(DATA TO USE)

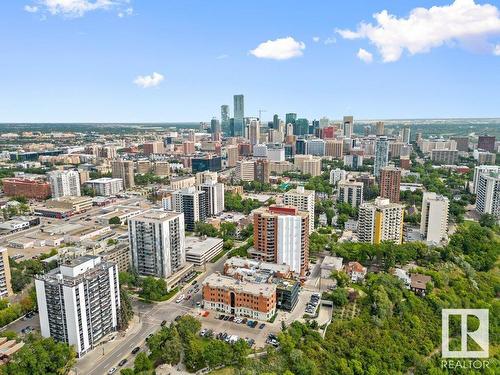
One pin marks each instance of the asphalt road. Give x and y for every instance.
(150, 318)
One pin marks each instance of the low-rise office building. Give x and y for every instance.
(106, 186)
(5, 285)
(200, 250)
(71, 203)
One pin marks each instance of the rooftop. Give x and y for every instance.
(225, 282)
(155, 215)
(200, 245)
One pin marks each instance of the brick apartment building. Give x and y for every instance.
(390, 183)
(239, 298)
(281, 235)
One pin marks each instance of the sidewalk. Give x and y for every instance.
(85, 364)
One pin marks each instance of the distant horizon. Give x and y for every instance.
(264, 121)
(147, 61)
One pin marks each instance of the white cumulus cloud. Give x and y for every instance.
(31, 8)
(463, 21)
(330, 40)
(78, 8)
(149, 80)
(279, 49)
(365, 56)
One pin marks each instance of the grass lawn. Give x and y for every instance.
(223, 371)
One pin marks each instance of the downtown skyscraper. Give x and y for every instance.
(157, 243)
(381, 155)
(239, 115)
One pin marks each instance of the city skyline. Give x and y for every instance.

(End DATA TO USE)
(DATA TO USE)

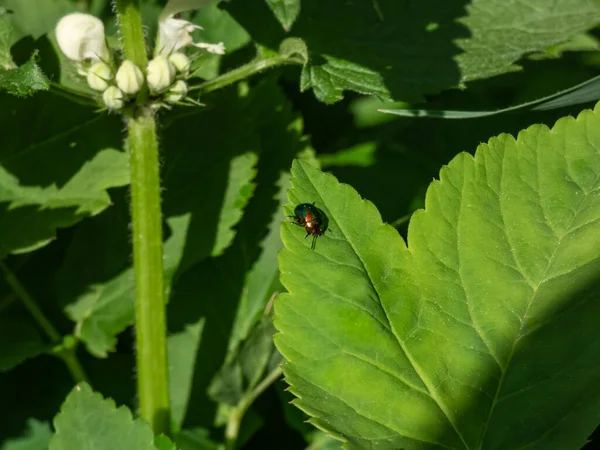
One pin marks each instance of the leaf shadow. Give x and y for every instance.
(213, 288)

(End DATA TO USE)

EXERCISE BRIEF – Above are the records; copy exactly the lines from the line with "One pin marks each instance of the brick" through the line with "One pin marks each instance of the city", both included.

YOUR SOLUTION –
One pin marks each instance of the brick apartment building. Give x and y for every instance.
(390, 183)
(239, 298)
(281, 235)
One pin marks each instance of the sidewalk. Give x and y for every instance.
(85, 364)
One pin marks each instance of the distant horizon. Give x and y for every instance.
(264, 121)
(147, 61)
One pin marks each instance of the white cumulus cloud. Give x and y for every instance.
(31, 8)
(463, 21)
(330, 40)
(78, 8)
(149, 80)
(279, 49)
(365, 56)
One pin marks each instance of the grass lawn. Give x and y for every instance.
(223, 371)
One pin marks each instance of the downtown skyscraper. Give x and y for every instance.
(157, 243)
(381, 155)
(239, 115)
One pin marks each instance of the city skyline. Give x and y for every instance.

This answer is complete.